Svigals was awarded the Foundation for Jewish Culture's annual New Jewish Music Network Music Commission for her original live score tothe 1918 film the Yellow Ticket, which she is currently touring, and a Trust for Mutual Understanding grant to bring that work to Poland next year.   She has been a fellow at LABA - a non-religious house of study and culture laboratory at the 14th St. Y in NYC which every year invites a group of artists to consider ancient texts and create work that pushes the boundaries of what Jewish art can be; while at LABA she composed a song cycle based on Yiddish poetry (samples here). In 2014 Svigals was an NEA Macdowell Fellow.

Jazz pianist/improviser Marilyn Lerner performs to acclaim internationally, from her native Montreal to Havana, from Jerusalem to Amsterdam and the Ukraine. Her musical career has been marked by a deep exploration of traditional and free jazz, new music tinged improvisation, and Ashkenazic folk music.  Lerner has appeared with Tito Puente, Gerry Hemingway, and Steve Lacy. In the New Jewish music scene, she performs with Adrienne Cooper, Frank London, Alicia Svigals and David Wall.

Extracted records:
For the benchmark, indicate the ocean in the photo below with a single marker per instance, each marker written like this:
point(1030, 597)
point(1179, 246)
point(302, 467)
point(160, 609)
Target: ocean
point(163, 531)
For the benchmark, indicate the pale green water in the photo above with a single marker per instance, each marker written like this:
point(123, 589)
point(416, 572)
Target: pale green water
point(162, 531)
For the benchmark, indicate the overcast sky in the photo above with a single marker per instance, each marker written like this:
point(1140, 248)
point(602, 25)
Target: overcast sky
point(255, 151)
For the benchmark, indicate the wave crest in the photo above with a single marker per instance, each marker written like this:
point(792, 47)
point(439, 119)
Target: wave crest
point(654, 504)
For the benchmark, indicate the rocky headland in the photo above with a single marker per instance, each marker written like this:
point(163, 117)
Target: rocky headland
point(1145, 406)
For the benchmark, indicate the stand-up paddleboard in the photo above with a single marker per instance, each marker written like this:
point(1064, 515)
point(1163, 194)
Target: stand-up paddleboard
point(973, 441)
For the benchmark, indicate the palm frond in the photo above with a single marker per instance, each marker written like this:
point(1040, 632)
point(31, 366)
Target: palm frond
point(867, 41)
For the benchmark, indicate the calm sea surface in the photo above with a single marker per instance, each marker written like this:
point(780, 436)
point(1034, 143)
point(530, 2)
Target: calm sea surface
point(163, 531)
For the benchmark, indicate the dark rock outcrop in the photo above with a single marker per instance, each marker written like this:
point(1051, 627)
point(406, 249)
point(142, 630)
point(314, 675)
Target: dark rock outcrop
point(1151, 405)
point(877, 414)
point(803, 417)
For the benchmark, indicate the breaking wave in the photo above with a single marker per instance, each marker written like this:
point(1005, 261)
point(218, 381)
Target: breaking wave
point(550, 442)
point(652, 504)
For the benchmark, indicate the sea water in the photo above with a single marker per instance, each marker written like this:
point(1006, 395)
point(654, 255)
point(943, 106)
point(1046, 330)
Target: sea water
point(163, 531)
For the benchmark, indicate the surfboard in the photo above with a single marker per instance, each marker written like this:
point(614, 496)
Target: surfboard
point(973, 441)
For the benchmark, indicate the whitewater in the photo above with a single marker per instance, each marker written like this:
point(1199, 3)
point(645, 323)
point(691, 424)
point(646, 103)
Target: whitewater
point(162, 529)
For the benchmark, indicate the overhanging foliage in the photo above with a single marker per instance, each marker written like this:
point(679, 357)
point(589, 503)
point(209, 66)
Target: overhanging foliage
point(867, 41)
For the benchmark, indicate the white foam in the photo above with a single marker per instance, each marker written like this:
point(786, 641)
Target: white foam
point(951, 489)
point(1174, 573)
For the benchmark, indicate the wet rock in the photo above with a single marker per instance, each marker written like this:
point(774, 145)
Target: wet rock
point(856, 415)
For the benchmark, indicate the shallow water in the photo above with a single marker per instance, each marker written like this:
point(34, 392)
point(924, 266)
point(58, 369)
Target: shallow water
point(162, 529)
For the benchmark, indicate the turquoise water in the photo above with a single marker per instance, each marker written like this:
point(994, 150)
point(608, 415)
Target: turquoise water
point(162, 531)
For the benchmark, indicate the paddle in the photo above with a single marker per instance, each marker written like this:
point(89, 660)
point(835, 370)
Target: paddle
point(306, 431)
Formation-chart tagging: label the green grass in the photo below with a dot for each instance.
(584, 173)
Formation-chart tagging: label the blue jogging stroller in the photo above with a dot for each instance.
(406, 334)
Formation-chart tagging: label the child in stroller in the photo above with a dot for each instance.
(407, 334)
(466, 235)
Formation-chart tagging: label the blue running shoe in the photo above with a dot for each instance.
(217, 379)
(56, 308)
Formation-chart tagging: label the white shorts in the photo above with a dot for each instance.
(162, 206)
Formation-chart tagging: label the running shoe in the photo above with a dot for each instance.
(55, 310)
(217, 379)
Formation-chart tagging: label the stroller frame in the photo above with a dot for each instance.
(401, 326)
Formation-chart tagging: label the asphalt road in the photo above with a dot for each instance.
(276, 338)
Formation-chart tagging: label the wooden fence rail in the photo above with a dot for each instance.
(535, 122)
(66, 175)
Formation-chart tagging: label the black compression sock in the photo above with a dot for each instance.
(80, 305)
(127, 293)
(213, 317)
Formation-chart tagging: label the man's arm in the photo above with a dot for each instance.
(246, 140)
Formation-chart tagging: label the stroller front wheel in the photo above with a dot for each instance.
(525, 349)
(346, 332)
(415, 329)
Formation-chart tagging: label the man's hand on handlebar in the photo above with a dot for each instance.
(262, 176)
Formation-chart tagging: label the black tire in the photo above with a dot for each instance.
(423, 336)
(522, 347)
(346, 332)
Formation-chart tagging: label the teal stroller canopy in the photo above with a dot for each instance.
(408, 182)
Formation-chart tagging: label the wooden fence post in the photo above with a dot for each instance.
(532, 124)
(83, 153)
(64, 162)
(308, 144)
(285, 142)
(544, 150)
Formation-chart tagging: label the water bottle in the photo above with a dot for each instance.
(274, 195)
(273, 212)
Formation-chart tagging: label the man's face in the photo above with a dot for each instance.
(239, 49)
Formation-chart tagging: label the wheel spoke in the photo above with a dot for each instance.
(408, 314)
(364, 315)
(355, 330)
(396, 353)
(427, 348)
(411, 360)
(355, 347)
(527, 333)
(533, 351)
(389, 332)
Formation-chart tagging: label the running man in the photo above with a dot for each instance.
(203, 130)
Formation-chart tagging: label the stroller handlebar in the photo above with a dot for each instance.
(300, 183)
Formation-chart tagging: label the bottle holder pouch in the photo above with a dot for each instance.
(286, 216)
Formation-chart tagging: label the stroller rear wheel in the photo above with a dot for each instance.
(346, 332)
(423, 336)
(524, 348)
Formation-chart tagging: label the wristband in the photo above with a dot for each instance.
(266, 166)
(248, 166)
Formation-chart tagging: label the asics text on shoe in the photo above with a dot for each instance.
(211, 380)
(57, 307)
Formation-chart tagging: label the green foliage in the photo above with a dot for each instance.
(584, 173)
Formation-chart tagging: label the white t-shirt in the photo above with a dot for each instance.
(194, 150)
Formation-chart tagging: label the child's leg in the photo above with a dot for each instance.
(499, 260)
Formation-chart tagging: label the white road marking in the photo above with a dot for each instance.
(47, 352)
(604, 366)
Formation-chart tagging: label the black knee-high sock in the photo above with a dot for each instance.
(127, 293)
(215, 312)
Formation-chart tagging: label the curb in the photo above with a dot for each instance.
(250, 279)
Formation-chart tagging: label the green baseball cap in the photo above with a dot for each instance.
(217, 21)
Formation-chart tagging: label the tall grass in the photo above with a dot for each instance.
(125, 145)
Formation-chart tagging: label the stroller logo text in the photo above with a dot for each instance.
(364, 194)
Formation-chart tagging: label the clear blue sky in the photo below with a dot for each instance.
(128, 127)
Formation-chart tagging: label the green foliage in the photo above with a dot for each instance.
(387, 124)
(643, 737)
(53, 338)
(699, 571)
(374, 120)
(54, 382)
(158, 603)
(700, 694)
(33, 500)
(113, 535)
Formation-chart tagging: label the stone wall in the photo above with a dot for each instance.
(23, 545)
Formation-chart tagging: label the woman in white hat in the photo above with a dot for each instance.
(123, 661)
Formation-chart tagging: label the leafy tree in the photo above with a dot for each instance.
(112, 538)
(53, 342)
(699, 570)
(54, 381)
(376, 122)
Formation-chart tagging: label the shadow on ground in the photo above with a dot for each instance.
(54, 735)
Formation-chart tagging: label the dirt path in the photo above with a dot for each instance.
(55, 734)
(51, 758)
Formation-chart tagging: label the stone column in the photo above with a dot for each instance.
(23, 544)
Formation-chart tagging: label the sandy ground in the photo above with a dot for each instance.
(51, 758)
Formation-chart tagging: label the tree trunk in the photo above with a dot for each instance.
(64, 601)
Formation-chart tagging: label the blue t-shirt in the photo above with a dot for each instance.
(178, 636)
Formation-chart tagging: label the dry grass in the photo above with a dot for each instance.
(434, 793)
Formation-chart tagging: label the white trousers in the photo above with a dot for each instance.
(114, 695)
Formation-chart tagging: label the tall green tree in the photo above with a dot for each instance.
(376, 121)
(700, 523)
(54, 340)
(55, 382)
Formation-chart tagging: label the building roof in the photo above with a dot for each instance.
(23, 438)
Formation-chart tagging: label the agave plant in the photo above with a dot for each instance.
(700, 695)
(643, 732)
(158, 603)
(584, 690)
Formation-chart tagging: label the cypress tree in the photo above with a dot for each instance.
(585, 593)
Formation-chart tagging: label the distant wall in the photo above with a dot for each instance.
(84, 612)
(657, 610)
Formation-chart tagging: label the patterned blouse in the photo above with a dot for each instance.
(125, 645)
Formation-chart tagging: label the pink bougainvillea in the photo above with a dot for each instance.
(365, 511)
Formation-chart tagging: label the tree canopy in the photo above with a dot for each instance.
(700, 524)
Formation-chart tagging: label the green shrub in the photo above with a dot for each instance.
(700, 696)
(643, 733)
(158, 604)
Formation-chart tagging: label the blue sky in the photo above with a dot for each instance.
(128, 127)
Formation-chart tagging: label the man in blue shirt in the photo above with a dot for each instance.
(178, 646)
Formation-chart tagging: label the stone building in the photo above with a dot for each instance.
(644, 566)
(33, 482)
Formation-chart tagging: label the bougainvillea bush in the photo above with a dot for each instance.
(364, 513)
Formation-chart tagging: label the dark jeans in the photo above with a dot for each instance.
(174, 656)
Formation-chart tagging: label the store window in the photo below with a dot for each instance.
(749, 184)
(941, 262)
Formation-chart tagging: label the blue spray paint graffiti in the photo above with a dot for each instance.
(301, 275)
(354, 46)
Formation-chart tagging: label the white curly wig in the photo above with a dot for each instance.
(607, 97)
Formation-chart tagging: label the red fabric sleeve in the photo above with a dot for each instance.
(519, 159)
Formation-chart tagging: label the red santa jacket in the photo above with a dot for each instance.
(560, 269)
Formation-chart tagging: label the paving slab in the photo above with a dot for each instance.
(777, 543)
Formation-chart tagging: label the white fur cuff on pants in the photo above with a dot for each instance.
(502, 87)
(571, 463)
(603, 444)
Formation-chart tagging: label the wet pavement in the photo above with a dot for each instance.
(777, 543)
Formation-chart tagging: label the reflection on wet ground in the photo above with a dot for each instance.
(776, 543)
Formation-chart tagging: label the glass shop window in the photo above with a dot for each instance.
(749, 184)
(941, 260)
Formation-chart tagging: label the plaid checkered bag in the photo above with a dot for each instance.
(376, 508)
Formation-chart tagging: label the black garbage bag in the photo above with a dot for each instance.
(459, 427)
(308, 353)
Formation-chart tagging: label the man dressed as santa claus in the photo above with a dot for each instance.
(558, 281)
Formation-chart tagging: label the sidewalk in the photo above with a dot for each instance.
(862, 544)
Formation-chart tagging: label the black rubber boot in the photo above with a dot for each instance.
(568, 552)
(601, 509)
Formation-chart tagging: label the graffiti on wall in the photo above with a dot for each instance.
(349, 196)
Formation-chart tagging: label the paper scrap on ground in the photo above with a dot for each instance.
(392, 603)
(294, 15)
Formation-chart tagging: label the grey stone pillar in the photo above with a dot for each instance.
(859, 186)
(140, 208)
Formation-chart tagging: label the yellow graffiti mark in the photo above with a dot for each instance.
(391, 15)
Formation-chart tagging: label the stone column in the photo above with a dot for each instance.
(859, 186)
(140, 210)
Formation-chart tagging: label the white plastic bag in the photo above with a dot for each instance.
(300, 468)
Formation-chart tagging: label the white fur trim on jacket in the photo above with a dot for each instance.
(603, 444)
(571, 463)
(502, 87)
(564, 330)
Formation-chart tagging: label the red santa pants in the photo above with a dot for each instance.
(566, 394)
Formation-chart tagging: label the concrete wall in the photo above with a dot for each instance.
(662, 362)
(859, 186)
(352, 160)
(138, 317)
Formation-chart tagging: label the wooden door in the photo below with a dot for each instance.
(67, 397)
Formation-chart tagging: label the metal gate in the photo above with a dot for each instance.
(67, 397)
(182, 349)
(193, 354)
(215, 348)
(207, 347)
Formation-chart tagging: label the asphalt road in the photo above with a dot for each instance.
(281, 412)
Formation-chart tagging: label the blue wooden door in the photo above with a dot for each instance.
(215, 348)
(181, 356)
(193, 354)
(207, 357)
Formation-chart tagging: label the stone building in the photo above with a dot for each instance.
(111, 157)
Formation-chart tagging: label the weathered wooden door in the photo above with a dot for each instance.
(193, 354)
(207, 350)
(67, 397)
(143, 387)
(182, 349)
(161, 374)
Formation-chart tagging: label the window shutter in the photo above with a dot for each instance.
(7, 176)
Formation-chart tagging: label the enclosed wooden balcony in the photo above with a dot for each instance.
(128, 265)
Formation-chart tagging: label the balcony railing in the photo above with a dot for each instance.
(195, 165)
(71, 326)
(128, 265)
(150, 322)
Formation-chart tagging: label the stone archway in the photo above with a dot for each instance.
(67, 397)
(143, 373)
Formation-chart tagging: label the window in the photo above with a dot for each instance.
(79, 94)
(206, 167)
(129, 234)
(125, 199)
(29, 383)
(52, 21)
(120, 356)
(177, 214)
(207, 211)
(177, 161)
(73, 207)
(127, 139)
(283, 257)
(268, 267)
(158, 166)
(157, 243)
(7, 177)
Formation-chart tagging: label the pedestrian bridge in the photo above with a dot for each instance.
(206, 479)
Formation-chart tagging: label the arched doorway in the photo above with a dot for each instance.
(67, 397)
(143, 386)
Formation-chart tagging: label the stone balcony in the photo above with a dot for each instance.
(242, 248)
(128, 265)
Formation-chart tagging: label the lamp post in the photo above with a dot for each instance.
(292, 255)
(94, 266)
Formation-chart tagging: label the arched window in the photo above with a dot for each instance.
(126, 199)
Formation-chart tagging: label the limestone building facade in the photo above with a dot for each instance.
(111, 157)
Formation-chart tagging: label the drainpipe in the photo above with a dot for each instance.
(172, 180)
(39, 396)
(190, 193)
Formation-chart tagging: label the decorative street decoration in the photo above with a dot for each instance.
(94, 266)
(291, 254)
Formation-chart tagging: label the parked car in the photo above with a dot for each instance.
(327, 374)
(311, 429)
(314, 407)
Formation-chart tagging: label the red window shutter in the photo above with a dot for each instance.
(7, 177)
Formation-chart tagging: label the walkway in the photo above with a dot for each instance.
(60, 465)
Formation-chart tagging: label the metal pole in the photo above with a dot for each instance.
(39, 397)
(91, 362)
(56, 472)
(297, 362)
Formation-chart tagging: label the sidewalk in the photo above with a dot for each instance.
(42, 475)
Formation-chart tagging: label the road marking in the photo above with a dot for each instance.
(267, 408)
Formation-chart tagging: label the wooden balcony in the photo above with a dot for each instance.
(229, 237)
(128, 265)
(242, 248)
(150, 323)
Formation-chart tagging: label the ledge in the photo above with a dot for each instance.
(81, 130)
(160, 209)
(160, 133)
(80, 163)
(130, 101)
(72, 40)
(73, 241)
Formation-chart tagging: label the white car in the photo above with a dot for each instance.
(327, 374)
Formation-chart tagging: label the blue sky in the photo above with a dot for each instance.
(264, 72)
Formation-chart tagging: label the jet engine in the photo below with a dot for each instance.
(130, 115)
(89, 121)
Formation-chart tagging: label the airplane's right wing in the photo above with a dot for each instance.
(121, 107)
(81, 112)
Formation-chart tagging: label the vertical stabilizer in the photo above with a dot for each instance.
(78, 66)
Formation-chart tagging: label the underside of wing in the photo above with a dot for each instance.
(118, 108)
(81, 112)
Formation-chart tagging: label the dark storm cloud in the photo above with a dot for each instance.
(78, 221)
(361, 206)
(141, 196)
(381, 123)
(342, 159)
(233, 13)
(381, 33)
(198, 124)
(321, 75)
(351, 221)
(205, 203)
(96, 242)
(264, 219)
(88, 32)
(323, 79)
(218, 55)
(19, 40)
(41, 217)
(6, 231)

● Work to be completed
Could you carry on the biographies of the musicians Alicia Svigals and Marilyn Lerner from their last sentence?

● Result
A prolific recording artist, her most recent work includes:  Live in Madrid, (Cadence records), with New York based Ken Filiano-bass and Lou Grassi-drums, and the Ugly Beauties Trio with Matt Brubeck (the late great Dave’s youngest son!) cello and Nick Fraser, drums.  She also tours and performs with the Dutch based avant-garde Ig Henneman Sextet :with Axel Dorner, Wilbert de Joode, Lori Freedman and Ab Baars.